→ **WORK REQUEST**:
Give the records again in full, exactly as they appear.

→ **INFORMATION SHOWN**:
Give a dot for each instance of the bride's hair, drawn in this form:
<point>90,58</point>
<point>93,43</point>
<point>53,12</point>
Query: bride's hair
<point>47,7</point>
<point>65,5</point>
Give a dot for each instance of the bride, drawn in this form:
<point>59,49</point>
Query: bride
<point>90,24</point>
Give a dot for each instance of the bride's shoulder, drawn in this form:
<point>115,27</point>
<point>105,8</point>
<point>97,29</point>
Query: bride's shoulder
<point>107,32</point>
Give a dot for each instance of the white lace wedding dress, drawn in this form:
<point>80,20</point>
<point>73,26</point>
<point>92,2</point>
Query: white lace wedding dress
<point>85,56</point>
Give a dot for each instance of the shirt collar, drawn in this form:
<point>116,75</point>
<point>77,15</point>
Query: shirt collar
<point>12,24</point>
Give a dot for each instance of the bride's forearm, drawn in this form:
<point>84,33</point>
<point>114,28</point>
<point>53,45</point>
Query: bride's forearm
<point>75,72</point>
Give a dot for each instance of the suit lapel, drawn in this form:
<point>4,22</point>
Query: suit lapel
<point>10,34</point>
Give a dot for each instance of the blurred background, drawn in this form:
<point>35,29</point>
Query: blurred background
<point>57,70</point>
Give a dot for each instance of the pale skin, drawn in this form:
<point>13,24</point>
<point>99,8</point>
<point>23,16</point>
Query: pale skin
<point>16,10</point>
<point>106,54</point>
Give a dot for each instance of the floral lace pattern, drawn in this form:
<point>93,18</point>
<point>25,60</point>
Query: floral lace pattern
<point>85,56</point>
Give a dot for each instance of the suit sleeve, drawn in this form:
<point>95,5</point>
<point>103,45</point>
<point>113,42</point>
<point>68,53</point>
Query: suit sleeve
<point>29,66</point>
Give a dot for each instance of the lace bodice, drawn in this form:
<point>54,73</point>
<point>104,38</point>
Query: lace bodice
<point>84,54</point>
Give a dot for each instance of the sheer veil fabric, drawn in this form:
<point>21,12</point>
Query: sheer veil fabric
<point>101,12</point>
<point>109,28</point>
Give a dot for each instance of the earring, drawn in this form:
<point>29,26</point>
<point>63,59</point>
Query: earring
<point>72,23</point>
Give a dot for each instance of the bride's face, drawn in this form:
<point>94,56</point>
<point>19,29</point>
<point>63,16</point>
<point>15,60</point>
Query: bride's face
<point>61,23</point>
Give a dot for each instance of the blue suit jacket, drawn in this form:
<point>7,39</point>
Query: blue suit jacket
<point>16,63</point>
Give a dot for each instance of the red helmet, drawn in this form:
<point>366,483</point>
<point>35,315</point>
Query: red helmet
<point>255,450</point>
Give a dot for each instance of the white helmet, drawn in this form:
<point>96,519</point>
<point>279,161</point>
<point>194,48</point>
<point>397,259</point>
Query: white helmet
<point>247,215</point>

→ **WRITTEN RESPONSE**:
Give a dot for each instance of the bride's hair, drawn in this form:
<point>90,58</point>
<point>93,43</point>
<point>53,12</point>
Query: bride's hair
<point>47,7</point>
<point>65,5</point>
Give a dot for each instance of the bride, drawn in this form:
<point>59,49</point>
Query: bride
<point>90,24</point>
Give a dot for each instance of the bride's shoulder, drawn in this form:
<point>115,27</point>
<point>105,8</point>
<point>97,29</point>
Query: bride's shoulder
<point>107,32</point>
Give a dot for each instance of the white lace wedding dress, drawn in this form:
<point>80,20</point>
<point>73,26</point>
<point>92,2</point>
Query: white lace wedding dress
<point>85,56</point>
Give a dot for each instance of the shirt collar, drawn in this form:
<point>116,75</point>
<point>77,15</point>
Query: shirt collar
<point>12,24</point>
Give a dot for each instance of the bride's forearm, drawn in this form:
<point>84,33</point>
<point>114,28</point>
<point>53,45</point>
Query: bride's forearm
<point>75,72</point>
Give a dot for each instance of the suit lapel, drawn in this form:
<point>4,22</point>
Query: suit lapel
<point>10,34</point>
Give a dot for each instance of the blurred background, drawn in this form:
<point>35,29</point>
Query: blurred background
<point>57,70</point>
Give a dot for each instance of the pale skin, drawn in this form:
<point>13,24</point>
<point>99,8</point>
<point>23,16</point>
Query: pale skin
<point>16,10</point>
<point>106,54</point>
Give a dot for each instance of the floral lace pattern, drawn in this form:
<point>93,18</point>
<point>25,60</point>
Query: floral lace pattern
<point>85,56</point>
Give a dot for each instance of the suit sleeve, drawn in this form:
<point>95,5</point>
<point>103,45</point>
<point>113,42</point>
<point>68,53</point>
Query: suit sleeve
<point>29,66</point>
Give a dot for each instance of the lace bodice, drawn in this form:
<point>54,73</point>
<point>104,38</point>
Query: lace bodice
<point>84,54</point>
Give a dot for each instance of the sheer veil fabric, drawn in this form:
<point>21,12</point>
Query: sheer veil fabric
<point>101,12</point>
<point>109,28</point>
Give a dot for each instance of the earring, drawn in this form:
<point>29,26</point>
<point>63,59</point>
Query: earring
<point>72,23</point>
Give a dot for each instance of the bride's face, drawn in this form:
<point>94,56</point>
<point>19,29</point>
<point>63,16</point>
<point>15,60</point>
Query: bride's face
<point>61,23</point>
Give a dot for each instance of the blue suit jacket, drawn in this form:
<point>7,39</point>
Query: blue suit jacket
<point>16,63</point>
Give a dot for each instance of the red helmet, drawn in this form:
<point>366,483</point>
<point>35,315</point>
Query: red helmet
<point>255,450</point>
Give a dot for each instance of the white helmet, drawn in this form:
<point>96,519</point>
<point>279,161</point>
<point>194,48</point>
<point>397,259</point>
Query: white helmet
<point>247,215</point>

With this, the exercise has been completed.